Reading text:

>>>

Woman And Her Lover Kissed And Laughed After Killing Kind Pensioner Who Was ‘Like A Father’ To Them
A woman and her lover who kissed and laughed after killing a kind pensioner who was “like a father” to them face life behind bars.
Kayleigh Halliday, 36, smashed a bottle over Paul Wakefield’s head before stabbing him with a glass shard and stamping on him.
Halliday had admitted manslaughter, but changed her murder plea to guilty midway through a trial.
She and her partner Shane Myles, 31, were described as being “in raptures” after the horrific attack in which Mr. Wakefield was beaten, stabbed with a bottle and stamped on at his home in Folkestone, Kent, in the United Kingdom.
Myles was found guilty of murder on Wednesday, August 10.
Simon Taylor QC, prosecuting, told Maidstone Crown Court the ex-con and Halliday had shown no regret, but were seen kissing, holding hands, caressing and laughing shortly afterward.
Myles admitted stamping on Mr. Wakefield’s head, but denied the more serious charge, alleging the stabbing was carried out by Halliday. But a jury today convicted him of murder.
Mr. Taylor said: “They were in raptures with each other after that event.
“The Crown says that Myles is a self-serving liar and nothing that comes out of his mouth is intended to establish the truth.”
He told the 11-strong jury Halliday and Myles had “abused the trust bestowed on them” by the victim.
Mr. Taylor added: “They called Mr. Wakefield ‘dad’ yet they betrayed him by beating him to death and stealing from him.
“The sheer brutality of the assault speaks volumes as to what was going on in the minds of the defendants.
“Look at the injuries to Mr. Wakefield’s scalp and imagine doing that to another human being without having the intention to cause really serious harm.

<<<

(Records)
>>>

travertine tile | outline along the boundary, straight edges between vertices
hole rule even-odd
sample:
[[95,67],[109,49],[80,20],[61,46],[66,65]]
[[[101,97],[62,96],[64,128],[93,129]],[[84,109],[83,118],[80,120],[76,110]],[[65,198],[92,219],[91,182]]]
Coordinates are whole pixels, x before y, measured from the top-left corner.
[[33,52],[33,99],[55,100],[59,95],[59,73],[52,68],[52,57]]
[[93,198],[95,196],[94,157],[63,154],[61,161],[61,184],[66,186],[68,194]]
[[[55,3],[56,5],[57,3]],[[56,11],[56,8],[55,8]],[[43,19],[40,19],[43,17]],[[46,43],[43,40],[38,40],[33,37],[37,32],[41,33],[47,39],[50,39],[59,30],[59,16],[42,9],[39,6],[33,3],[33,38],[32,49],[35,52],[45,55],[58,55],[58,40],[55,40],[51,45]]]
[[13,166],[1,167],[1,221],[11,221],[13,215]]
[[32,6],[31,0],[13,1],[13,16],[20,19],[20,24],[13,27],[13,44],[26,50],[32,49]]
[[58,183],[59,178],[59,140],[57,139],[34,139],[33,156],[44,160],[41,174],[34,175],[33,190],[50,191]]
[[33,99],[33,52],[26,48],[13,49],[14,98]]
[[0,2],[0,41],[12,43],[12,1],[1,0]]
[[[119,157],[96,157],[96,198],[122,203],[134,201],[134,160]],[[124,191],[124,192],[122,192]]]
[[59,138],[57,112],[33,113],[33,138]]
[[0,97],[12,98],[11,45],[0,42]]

<<<

Requirements:
A – Answer these questions on the trial report, please:
(i) In which town was Mr. Wakefield attacked?
(ii) In which court was the case heard?
(iii) What did Myles admit doing to Mr. Wakefield?
B – Pick up the trial report where it stops and write the next part.
The entries are separate material and are not part of the trial report.

Answer list:
A –
(i) Folkestone, Kent, in the United Kingdom
(ii) Maidstone Crown Court
(iii) Stamping on Mr. Wakefield's head

B –
“Mr. Wakefield’s top was lifted so he could be stabbed in the torso before they left him to die”
Myles had claimed he had been frightened to admit he had attacked Mr. Wakefield as he lay dying on the floor of his home in January.
But Mr. Taylor told the court: “There was no regret, no arguments, no contrition. Just kissing, holding hands, caressing and laughing. They were in raptures with each other after that event.”
Myles lied about taking part in the attack on the man, who had called him “son”, in a three-hour police interview – and again in his legal defense statement.
The prosecutor asked: “What was the reason you changed your account?”
Myles replied: “I wanted to tell the truth.”
Mr. Taylor asked him: “Why did you wait until after April 8 this year to tell the truth?”
Myles, of Gillingham, Kent, answered: “I didn’t want to admit to myself what I had done, I was ashamed.”
The prosecutor retorted: “We say you are lying about that.
“We say you did it only after being served with blood analysis evidence.
“The reason you accepted the stamp and kick was because you were aware that there was scientific evidence that showed that that was what you had done.
“It had nothing to do with Mr. Wakefield’s family. You were driven there by the evidence.”
Myles replied: “I knew it was only a matter of time before the truth would come out. I know it looks bad but I wanted to tell the truth.
“I want the family to know the truth, hard though it would be for them to hear it. I did it for the family of Mr. Wakefield. I wanted to be honest.
“It was affecting my mental health and I wanted closure for his family. Only I can tell the truth.”
Myles said while on remand he spoke with a fellow prisoner and decided to admit what he had done.
Mr. Wakefield died from his injuries after he invited Myles’ ex-lover Halliday to stay at his home.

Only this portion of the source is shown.